**CONSIGNE 1**
Imprimez le passage du texte sur le livre du CCME qui commence à "Un condensé de" et se termine à "les solutions pertinentes.".
**CONSIGNE 2**
Répondez à ces questions à partir du texte sur le livre du CCME :
(a) En quel mois et en quelle année le CCME a-t-il publié son livre ?
(b) En quelles langues ce livre a-t-il paru ?
(c) Quel risque lié aux pays d'accueil figure parmi les arguments cités ?

**TEXTE DE L'EXERCICE**
3- Le livre du CCME d’octobre 2013 : des arguments avariés et éculés
D’autres arguments inconsistants et fallacieux vont des difficultés matérielles, techniques, juridiques et politiques, voir l’impossibilité d’organiser des élections législatives à l’étranger, en passant par l’absence de demande démocratique des citoyens MRE, l’antinomie avec l’intégration des MRE dans les pays d’accueil, le risque de favoriser l’extrême droite dans ces pays, etc..
Un condensé de cet «argumentaire» destiné à discréditer et dévaloriser la participation politique des citoyens MRE par rapport au Maroc, se trouve notamment dans le livre publié par le CCME en arabe et en français en octobre 2013 sous le titre : «la question de la participation politique et de la représentation parlementaire des Marocains du monde». Son idée centrale est que cette question est complexe, compliquée, très difficile à résoudre, impossible à trancher, exige une démarche évolutive, nécessite plus de temps, plus de réflexion pour trouver les solutions pertinentes.

(Entrées de données enregistrées)
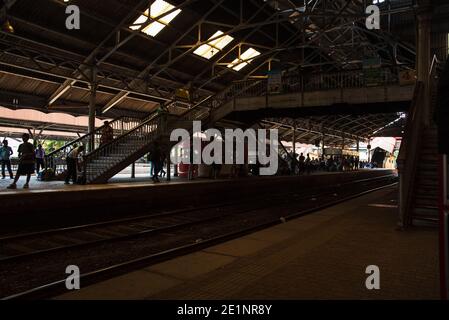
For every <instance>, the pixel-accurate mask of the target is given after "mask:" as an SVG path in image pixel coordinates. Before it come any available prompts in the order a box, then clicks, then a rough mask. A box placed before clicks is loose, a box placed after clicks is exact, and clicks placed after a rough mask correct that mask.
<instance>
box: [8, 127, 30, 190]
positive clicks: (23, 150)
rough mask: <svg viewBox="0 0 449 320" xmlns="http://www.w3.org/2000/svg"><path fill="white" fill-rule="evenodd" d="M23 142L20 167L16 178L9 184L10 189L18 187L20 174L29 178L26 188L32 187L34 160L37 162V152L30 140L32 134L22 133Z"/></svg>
mask: <svg viewBox="0 0 449 320" xmlns="http://www.w3.org/2000/svg"><path fill="white" fill-rule="evenodd" d="M22 140H23V143H22V144H21V145H19V149H18V152H19V168H18V169H17V173H16V177H15V178H14V182H13V183H12V184H11V185H10V186H8V189H17V181H19V178H20V176H22V175H26V176H27V180H26V182H25V184H24V185H23V188H24V189H28V188H29V187H30V179H31V175H32V174H33V173H34V162H35V153H34V146H33V145H32V144H31V143H29V142H28V140H30V135H29V134H28V133H24V134H23V135H22Z"/></svg>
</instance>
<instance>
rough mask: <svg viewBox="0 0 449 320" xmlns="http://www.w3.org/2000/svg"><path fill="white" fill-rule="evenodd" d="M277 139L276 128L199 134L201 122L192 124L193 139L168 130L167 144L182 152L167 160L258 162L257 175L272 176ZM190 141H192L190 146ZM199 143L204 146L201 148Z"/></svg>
mask: <svg viewBox="0 0 449 320" xmlns="http://www.w3.org/2000/svg"><path fill="white" fill-rule="evenodd" d="M278 138H279V134H278V130H276V129H271V130H265V129H258V130H257V131H256V130H254V129H247V130H245V131H243V130H242V129H226V130H225V133H224V136H223V135H222V133H221V132H220V131H219V130H217V129H207V130H206V131H204V133H202V131H201V121H193V138H192V137H191V136H190V132H189V131H187V130H186V129H175V130H173V131H172V133H171V135H170V141H172V142H178V144H177V145H176V147H180V148H182V149H183V150H184V152H183V154H182V155H178V154H177V153H175V154H171V157H170V159H171V161H172V163H173V164H179V163H181V162H182V163H184V164H206V165H212V164H229V165H233V164H246V163H248V164H257V163H258V164H260V165H261V168H260V175H265V176H268V175H274V174H276V173H277V171H278V160H279V140H278ZM190 141H193V142H192V145H191V143H190ZM202 142H206V143H207V145H205V146H204V148H203V146H202ZM175 149H177V148H175ZM223 149H224V150H223ZM191 151H193V153H191ZM223 151H224V152H223Z"/></svg>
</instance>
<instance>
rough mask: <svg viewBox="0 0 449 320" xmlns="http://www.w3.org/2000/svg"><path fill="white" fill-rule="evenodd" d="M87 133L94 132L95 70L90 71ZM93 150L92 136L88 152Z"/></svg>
mask: <svg viewBox="0 0 449 320" xmlns="http://www.w3.org/2000/svg"><path fill="white" fill-rule="evenodd" d="M89 89H90V96H89V129H88V131H89V133H92V132H94V131H95V113H96V99H97V68H95V67H93V68H92V69H91V83H90V85H89ZM94 149H95V136H94V135H92V136H91V137H90V140H89V146H88V150H89V152H90V151H92V150H94Z"/></svg>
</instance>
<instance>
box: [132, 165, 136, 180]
mask: <svg viewBox="0 0 449 320" xmlns="http://www.w3.org/2000/svg"><path fill="white" fill-rule="evenodd" d="M135 178H136V163H135V162H133V164H132V165H131V179H135Z"/></svg>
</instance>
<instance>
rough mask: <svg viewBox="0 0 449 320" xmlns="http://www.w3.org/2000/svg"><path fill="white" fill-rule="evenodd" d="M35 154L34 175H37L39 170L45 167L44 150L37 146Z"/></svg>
mask: <svg viewBox="0 0 449 320" xmlns="http://www.w3.org/2000/svg"><path fill="white" fill-rule="evenodd" d="M35 154H36V173H37V174H39V171H40V169H41V168H42V169H43V168H44V167H45V150H44V149H43V148H42V145H41V144H39V145H38V146H37V149H36V151H35Z"/></svg>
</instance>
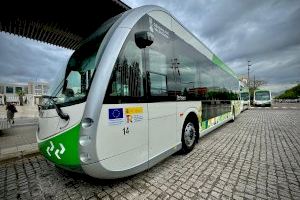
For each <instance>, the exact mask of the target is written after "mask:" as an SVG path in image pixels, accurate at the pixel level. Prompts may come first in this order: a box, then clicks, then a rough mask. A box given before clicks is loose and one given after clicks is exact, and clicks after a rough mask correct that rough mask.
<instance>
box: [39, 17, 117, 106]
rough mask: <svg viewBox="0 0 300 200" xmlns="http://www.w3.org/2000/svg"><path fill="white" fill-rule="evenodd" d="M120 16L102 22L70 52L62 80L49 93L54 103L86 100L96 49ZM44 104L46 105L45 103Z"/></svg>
mask: <svg viewBox="0 0 300 200" xmlns="http://www.w3.org/2000/svg"><path fill="white" fill-rule="evenodd" d="M120 16H121V15H117V16H115V17H113V18H111V19H109V20H108V21H106V22H105V23H103V24H102V26H101V27H100V28H99V29H98V30H97V31H96V32H95V33H94V34H93V35H91V36H90V38H88V39H87V40H86V41H85V42H83V43H82V44H81V46H80V47H79V48H78V49H77V50H76V51H75V52H74V53H73V54H72V56H71V58H70V59H69V62H68V64H67V67H66V71H65V77H64V80H63V82H62V83H61V84H60V85H59V86H58V87H57V88H56V89H55V90H54V91H53V93H52V94H51V97H52V98H53V100H54V101H55V104H59V105H60V106H69V105H73V104H77V103H81V102H84V101H85V100H86V97H87V94H88V90H89V87H90V85H91V82H92V77H93V74H94V72H95V69H96V63H95V62H96V55H97V52H98V49H99V47H100V45H101V43H102V41H103V38H104V37H105V35H106V33H107V32H108V30H109V28H110V27H111V26H112V25H113V23H114V22H115V21H116V20H117V19H118V18H119V17H120ZM48 103H49V102H48ZM44 105H45V106H46V105H47V104H44ZM48 106H49V105H48ZM46 107H47V106H46Z"/></svg>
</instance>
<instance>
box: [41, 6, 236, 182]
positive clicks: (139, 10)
mask: <svg viewBox="0 0 300 200" xmlns="http://www.w3.org/2000/svg"><path fill="white" fill-rule="evenodd" d="M42 102H43V103H42V105H41V106H40V112H39V128H38V131H37V141H38V146H39V150H40V152H41V153H42V154H43V155H44V157H45V158H46V159H48V160H49V161H51V162H53V163H54V164H55V165H57V166H58V167H60V168H64V169H67V170H73V171H78V172H82V173H85V174H88V175H90V176H93V177H96V178H101V179H114V178H120V177H125V176H129V175H133V174H136V173H138V172H141V171H143V170H145V169H148V168H150V167H152V166H153V165H155V164H156V163H158V162H160V161H161V160H163V159H165V158H166V157H168V156H170V155H171V154H173V153H175V152H177V151H182V152H184V153H188V152H190V151H191V150H192V149H193V147H194V146H195V144H196V142H197V141H198V139H199V137H202V136H203V135H205V134H207V133H208V132H210V131H212V130H214V129H215V128H217V127H219V126H221V125H222V124H224V123H226V122H228V121H233V120H234V119H235V117H236V116H237V115H238V114H239V113H240V101H239V81H238V79H237V77H236V75H235V74H234V72H233V71H232V70H231V69H230V68H229V67H228V66H227V65H226V64H224V63H223V62H222V61H221V60H220V59H219V58H218V57H217V56H216V55H215V54H213V52H212V51H211V50H209V49H208V48H207V47H206V46H205V45H204V44H203V43H202V42H200V41H199V40H198V39H197V38H196V37H195V36H194V35H193V34H192V33H190V32H189V31H188V30H187V29H186V28H185V27H184V26H183V25H182V24H181V23H179V22H178V21H177V20H176V19H175V17H174V16H172V15H171V14H170V13H169V12H168V11H166V10H165V9H163V8H161V7H158V6H143V7H139V8H135V9H131V10H128V11H126V12H124V13H122V14H119V15H117V16H115V17H113V18H111V19H110V20H108V21H107V22H105V23H103V24H102V25H101V26H100V27H99V29H98V30H97V31H96V32H95V33H93V34H92V35H91V36H90V37H88V38H87V39H86V40H84V41H83V42H82V44H81V45H80V47H79V48H78V49H77V50H75V52H74V53H73V54H72V56H71V57H70V59H69V61H68V64H67V66H66V70H65V76H64V80H63V82H62V84H60V86H59V87H58V88H57V90H55V91H54V92H53V93H52V94H51V96H44V98H43V101H42Z"/></svg>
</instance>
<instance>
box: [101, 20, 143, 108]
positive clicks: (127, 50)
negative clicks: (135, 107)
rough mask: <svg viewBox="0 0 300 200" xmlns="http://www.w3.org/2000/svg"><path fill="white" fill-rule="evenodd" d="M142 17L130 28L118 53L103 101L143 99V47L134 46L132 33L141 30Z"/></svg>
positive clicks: (107, 101) (142, 23) (114, 102)
mask: <svg viewBox="0 0 300 200" xmlns="http://www.w3.org/2000/svg"><path fill="white" fill-rule="evenodd" d="M144 20H145V19H144V18H142V19H141V20H140V21H139V22H138V23H137V24H136V25H135V26H134V28H133V29H132V30H131V32H130V34H129V35H128V37H127V39H126V41H125V43H124V45H123V47H122V50H121V51H120V53H119V56H118V58H117V61H116V63H115V66H114V68H113V71H112V74H111V78H110V82H109V84H108V87H107V90H106V95H105V99H104V103H131V102H142V101H144V96H145V95H144V81H143V76H144V74H145V73H144V69H143V57H142V54H143V52H144V50H143V49H140V48H139V47H137V46H136V43H135V37H134V34H135V33H137V32H139V31H143V30H144V28H143V27H144V26H145V24H143V22H144Z"/></svg>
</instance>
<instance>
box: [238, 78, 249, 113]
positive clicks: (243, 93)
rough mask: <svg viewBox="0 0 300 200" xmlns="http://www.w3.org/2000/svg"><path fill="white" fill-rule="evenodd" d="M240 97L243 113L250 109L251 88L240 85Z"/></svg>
mask: <svg viewBox="0 0 300 200" xmlns="http://www.w3.org/2000/svg"><path fill="white" fill-rule="evenodd" d="M240 95H241V101H242V103H241V104H242V111H244V110H246V109H249V108H250V92H249V88H248V87H247V86H246V85H245V84H244V83H242V82H241V83H240Z"/></svg>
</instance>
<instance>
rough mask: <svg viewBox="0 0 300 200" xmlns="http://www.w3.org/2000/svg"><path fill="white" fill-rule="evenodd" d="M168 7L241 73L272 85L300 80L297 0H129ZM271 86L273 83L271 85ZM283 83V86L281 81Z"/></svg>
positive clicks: (293, 83)
mask: <svg viewBox="0 0 300 200" xmlns="http://www.w3.org/2000/svg"><path fill="white" fill-rule="evenodd" d="M124 2H125V3H126V4H127V5H129V6H132V7H137V6H141V5H147V4H154V5H159V6H161V7H164V8H166V9H167V10H169V11H170V13H171V14H173V15H174V16H175V17H176V18H177V19H178V20H179V21H180V22H182V23H183V24H184V25H185V26H186V27H187V28H188V29H189V30H190V31H191V32H192V33H193V34H194V35H195V36H196V37H198V38H199V39H200V40H201V41H202V42H203V43H204V44H206V46H207V47H208V48H210V49H211V50H212V51H213V52H214V53H215V54H216V55H218V57H220V58H221V59H222V60H223V61H224V62H225V63H226V64H228V66H230V67H231V68H232V69H233V70H234V71H235V72H236V73H237V74H239V75H246V74H247V64H248V60H251V64H252V66H251V67H250V69H251V70H250V77H253V76H254V75H255V77H256V78H258V79H261V80H265V81H267V83H268V85H272V84H274V85H276V86H277V88H280V86H281V85H284V84H285V85H290V84H295V83H298V82H299V81H300V56H299V55H300V37H299V35H300V26H299V21H300V4H299V1H297V0H290V1H280V0H266V1H260V0H251V1H250V0H249V1H238V0H190V1H184V2H182V1H180V0H169V1H158V0H147V1H146V0H142V1H141V0H138V1H137V0H124ZM271 88H272V87H271ZM281 88H284V87H281Z"/></svg>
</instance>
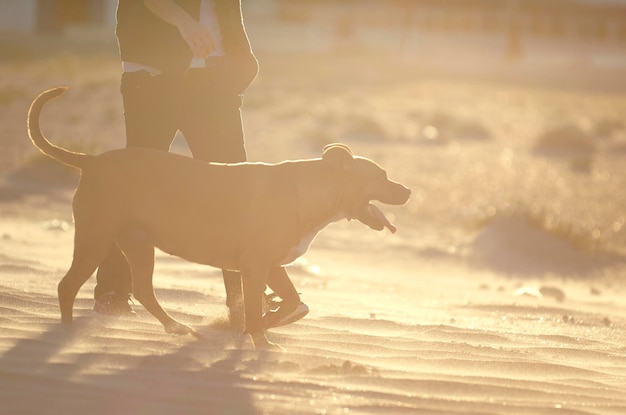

**ZONE DE RÉPONSE 1**
Un condensé de cet «argumentaire» destiné à discréditer et dévaloriser la participation politique des citoyens MRE par rapport au Maroc, se trouve notamment dans le livre publié par le CCME en arabe et en français en octobre 2013 sous le titre : «la question de la participation politique et de la représentation parlementaire des Marocains du monde». Son idée centrale est que cette question est complexe, compliquée, très difficile à résoudre, impossible à trancher, exige une démarche évolutive, nécessite plus de temps, plus de réflexion pour trouver les solutions pertinentes.

**ZONE DE RÉPONSE 2**
(a) En octobre 2013.
(b) En arabe et en français.
(c) Le risque de favoriser l'extrême droite dans ces pays.